# Aim
Reproduce all of the material below, requests included, but leave out the pictures. Scale every coordinate in the answers by 1.75 and round to whole numbers, with halves going up, while the numbers in the requests and their format samples stay as they are.

# Listed records
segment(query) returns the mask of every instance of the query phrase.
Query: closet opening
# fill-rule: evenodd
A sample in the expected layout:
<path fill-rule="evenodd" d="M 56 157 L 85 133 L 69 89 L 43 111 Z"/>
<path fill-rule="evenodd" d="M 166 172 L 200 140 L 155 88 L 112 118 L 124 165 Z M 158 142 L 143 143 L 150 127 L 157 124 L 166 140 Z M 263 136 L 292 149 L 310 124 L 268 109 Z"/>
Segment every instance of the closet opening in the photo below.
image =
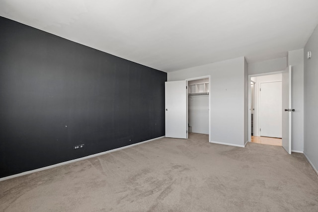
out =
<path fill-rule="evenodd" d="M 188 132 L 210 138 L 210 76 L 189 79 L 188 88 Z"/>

# Solution to this exercise
segment(query) returns the mask of every instance of the query phrase.
Query: closet opening
# fill-rule: evenodd
A sample in the expected layout:
<path fill-rule="evenodd" d="M 56 157 L 85 133 L 69 89 L 43 111 Z"/>
<path fill-rule="evenodd" d="M 166 172 L 200 140 L 155 88 L 112 118 L 124 165 Z M 158 142 L 143 143 L 150 127 L 157 124 L 166 140 Z M 263 136 L 292 149 L 310 124 L 268 109 Z"/>
Segment every instance of the closet opening in the photo below.
image =
out =
<path fill-rule="evenodd" d="M 329 231 L 368 242 L 368 133 L 331 138 L 329 154 Z"/>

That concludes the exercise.